-- BEGIN --

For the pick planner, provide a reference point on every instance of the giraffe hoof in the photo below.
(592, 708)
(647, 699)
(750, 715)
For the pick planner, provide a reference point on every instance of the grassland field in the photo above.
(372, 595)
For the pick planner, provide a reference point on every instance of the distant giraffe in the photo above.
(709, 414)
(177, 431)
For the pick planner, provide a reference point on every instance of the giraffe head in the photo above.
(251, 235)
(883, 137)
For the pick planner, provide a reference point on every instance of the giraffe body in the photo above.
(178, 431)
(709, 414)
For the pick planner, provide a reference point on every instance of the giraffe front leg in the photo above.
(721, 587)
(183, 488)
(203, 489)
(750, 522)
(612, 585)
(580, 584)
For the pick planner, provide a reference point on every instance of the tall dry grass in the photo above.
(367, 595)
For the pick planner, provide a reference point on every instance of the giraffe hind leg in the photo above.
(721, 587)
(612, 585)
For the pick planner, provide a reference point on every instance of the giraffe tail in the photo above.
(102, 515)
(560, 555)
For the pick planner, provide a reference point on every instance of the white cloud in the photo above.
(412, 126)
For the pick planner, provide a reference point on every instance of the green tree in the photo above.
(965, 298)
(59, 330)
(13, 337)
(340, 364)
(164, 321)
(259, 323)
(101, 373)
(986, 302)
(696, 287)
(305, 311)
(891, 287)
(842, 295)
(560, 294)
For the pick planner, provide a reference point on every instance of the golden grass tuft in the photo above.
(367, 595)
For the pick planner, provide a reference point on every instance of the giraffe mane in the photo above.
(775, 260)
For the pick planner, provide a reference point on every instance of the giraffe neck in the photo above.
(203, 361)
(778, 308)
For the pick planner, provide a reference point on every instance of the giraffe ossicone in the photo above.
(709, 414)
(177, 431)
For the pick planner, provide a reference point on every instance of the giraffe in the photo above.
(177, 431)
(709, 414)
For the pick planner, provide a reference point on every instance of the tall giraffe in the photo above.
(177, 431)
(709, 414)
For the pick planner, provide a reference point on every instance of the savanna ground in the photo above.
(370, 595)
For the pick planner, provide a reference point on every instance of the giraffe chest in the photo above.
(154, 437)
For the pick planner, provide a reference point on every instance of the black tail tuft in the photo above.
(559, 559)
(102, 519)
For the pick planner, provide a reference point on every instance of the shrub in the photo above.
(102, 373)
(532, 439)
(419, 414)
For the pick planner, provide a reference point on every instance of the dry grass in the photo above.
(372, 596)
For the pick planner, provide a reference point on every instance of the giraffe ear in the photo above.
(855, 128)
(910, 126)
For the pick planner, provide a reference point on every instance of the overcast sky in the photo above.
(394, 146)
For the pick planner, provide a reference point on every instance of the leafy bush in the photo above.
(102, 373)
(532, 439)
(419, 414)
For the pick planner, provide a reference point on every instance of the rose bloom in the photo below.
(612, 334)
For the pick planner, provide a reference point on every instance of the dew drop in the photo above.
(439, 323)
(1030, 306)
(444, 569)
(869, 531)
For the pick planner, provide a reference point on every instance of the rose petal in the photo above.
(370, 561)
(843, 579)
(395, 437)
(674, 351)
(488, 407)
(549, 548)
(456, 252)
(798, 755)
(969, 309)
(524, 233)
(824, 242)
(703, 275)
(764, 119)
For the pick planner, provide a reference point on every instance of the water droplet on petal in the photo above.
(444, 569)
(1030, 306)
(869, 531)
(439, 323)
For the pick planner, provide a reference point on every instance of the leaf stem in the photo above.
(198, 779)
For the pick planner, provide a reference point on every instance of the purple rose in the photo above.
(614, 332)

-- END --

Rewrite the records above as a JSON list of strings, with one string for each line and no blank lines.

» **Answer below**:
[
  "For the pick planner, provide a reference point on every instance of the giraffe hoof in the photo below.",
  "(592, 708)",
  "(647, 699)",
  "(750, 715)",
  "For the pick planner, provide a reference point on every instance of the grassland field in the photo above.",
  "(372, 595)",
  "For the pick planner, provide a reference point on every instance of the distant giraffe in the photo above.",
  "(709, 414)",
  "(177, 431)",
  "For the pick planner, provide a reference point on every instance of the giraffe head in the photo above.",
  "(251, 235)",
  "(883, 137)",
  "For the pick planner, provide a reference point on every instance of the giraffe body in the photo above.",
  "(178, 431)",
  "(709, 414)",
  "For the pick planner, provide a reference point on every instance of the giraffe front leg in the photo above.",
  "(721, 587)",
  "(183, 488)",
  "(203, 489)",
  "(750, 522)",
  "(612, 585)",
  "(580, 584)",
  "For the pick planner, provide a reference point on every instance of the tall dry grass in the photo above.",
  "(367, 595)",
  "For the pick planner, provide a reference point on every instance of the giraffe hind leg in the photo above.",
  "(721, 587)",
  "(612, 585)",
  "For the pick planner, provide a reference point on every instance of the giraffe tail in the photo above.",
  "(102, 515)",
  "(560, 555)",
  "For the pick planner, provide a reference point on every instance of the white cloud in the photo above.",
  "(412, 126)",
  "For the pick planner, provide a reference point on every instance of the green tree in the photo above.",
  "(965, 298)",
  "(59, 330)",
  "(13, 337)",
  "(340, 364)",
  "(164, 321)",
  "(259, 323)",
  "(101, 373)",
  "(986, 302)",
  "(696, 287)",
  "(305, 311)",
  "(891, 287)",
  "(842, 295)",
  "(560, 294)",
  "For the pick planner, provide a reference point on every instance of the golden grass tuft in the photo above.",
  "(367, 595)",
  "For the pick planner, provide a reference point on every instance of the giraffe mane in the photo above.",
  "(775, 260)",
  "For the pick planner, provide a reference point on every instance of the giraffe neck in the photo above.",
  "(203, 361)",
  "(778, 308)",
  "For the pick planner, provide a reference point on every instance of the giraffe ossicone in the photo above.",
  "(709, 414)",
  "(177, 431)",
  "For the pick planner, provide a reference point on every instance of the giraffe in the photo above.",
  "(177, 431)",
  "(709, 414)",
  "For the pick planner, provide a reference point on every instance of the tall giraffe in the photo above.",
  "(177, 431)",
  "(709, 414)",
  "For the pick planner, provide a reference point on every instance of the savanna ground in the photo above.",
  "(370, 595)",
  "For the pick planner, provide a reference point on every instance of the giraffe chest in the photo above.",
  "(154, 437)",
  "For the pick planner, provide a reference point on every instance of the black tail tuft in the photo above.",
  "(559, 559)",
  "(102, 519)",
  "For the pick planner, provide a reference point on every instance of the shrub in the photo above.",
  "(102, 373)",
  "(532, 439)",
  "(419, 414)",
  "For the pick planner, provide a reference point on every instance of the dry grass in the photo above.",
  "(372, 596)",
  "For the pick planner, provide a reference point on every instance of the giraffe ear in the photo above.",
  "(855, 128)",
  "(910, 126)",
  "For the pick planner, provide a reference point on every instance of the overcast sky in the photo above.",
  "(394, 146)",
  "For the pick planner, provide a reference point on every instance of the leafy bush in the photo above.",
  "(102, 373)",
  "(532, 439)",
  "(419, 414)",
  "For the pick planner, provide a reference point on every instance of the rose bloom in the photo below.",
  "(612, 334)",
  "For the pick planner, provide a reference point on every instance of the dew drop in the photo above.",
  "(439, 323)",
  "(1030, 306)",
  "(444, 569)",
  "(869, 531)",
  "For the pick planner, provide a reference point on every instance of the rose petal in the photo above.",
  "(370, 561)",
  "(843, 579)",
  "(395, 437)",
  "(674, 351)",
  "(488, 407)",
  "(549, 548)",
  "(456, 252)",
  "(798, 755)",
  "(969, 309)",
  "(524, 233)",
  "(824, 242)",
  "(703, 275)",
  "(764, 119)",
  "For the pick planner, provide a reference point on every instance of the water droplet on petal in the photo above.",
  "(444, 569)",
  "(1030, 306)",
  "(869, 531)",
  "(439, 323)",
  "For the pick planner, provide a reference point on every instance of the leaf stem in the photo above.",
  "(198, 779)",
  "For the pick planner, provide a reference point on every instance of the purple rose in the photo above.",
  "(614, 332)"
]